##### TASK INPUT #####

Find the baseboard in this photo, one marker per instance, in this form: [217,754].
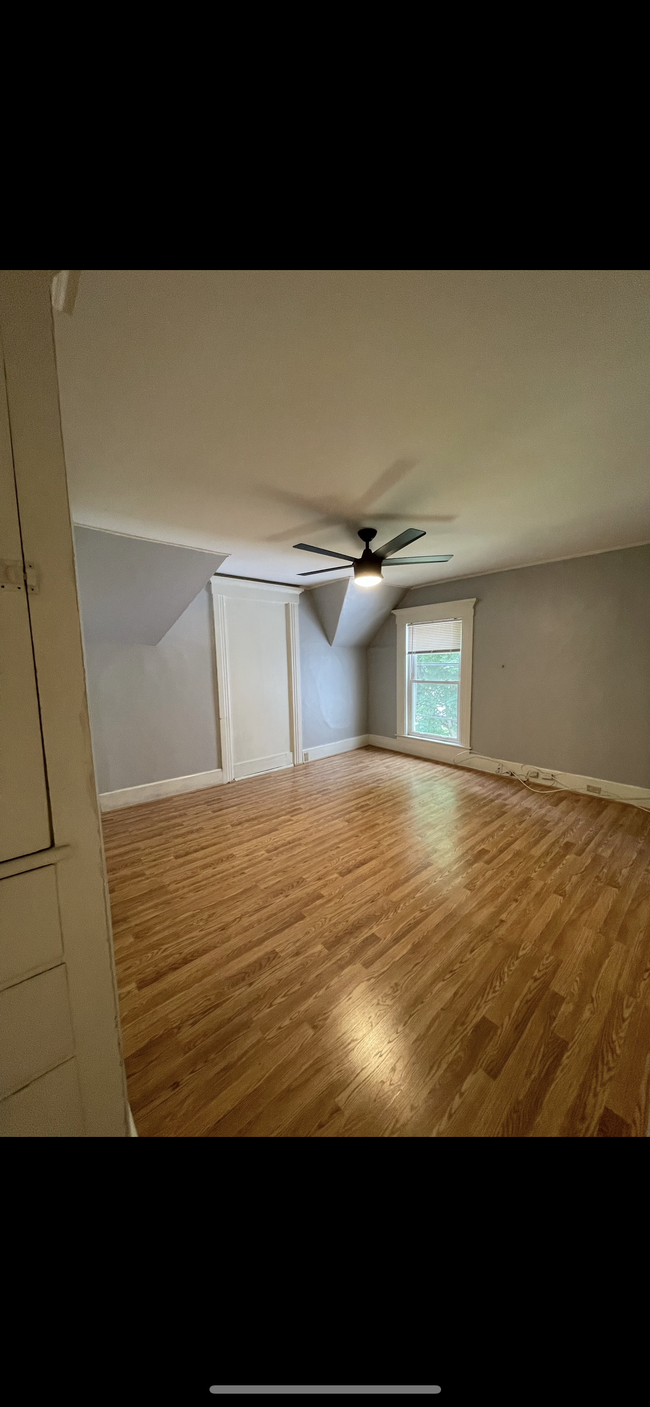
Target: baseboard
[497,766]
[331,749]
[152,791]
[262,764]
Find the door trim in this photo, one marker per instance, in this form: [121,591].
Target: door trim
[289,595]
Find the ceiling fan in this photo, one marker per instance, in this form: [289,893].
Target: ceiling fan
[367,567]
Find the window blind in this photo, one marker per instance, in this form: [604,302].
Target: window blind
[435,635]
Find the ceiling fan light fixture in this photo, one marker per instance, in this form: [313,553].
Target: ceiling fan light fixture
[367,570]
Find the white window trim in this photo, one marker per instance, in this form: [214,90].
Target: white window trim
[462,611]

#####

== WHAT IS EXPECTED ==
Rewrite the lines above with "marker" swapped for "point" wherever it occurs and everything else left unchanged. Leave the pictures out of your answer.

== TASK OUTPUT ==
Find the baseboard in this photo, one point per instance, in this form: [217,754].
Target: baseboard
[497,766]
[331,749]
[152,791]
[262,764]
Find the door trim in this photo, one point per instance, in this form: [121,591].
Target: door trim
[289,595]
Find the ceiling fan in this photo, one point per instance, in this form: [289,893].
Target: ceiling fan
[367,567]
Find the window blind in this photo, one point per instance, in this form: [604,302].
Target: window blind
[435,635]
Find the ceiling fan light fixture in this photo, one point per instance, in this form: [313,553].
Target: ceiling fan light fixture
[367,570]
Find the white window trim in this photo, one point per instance, in this form: [214,90].
Target: white window trim
[462,611]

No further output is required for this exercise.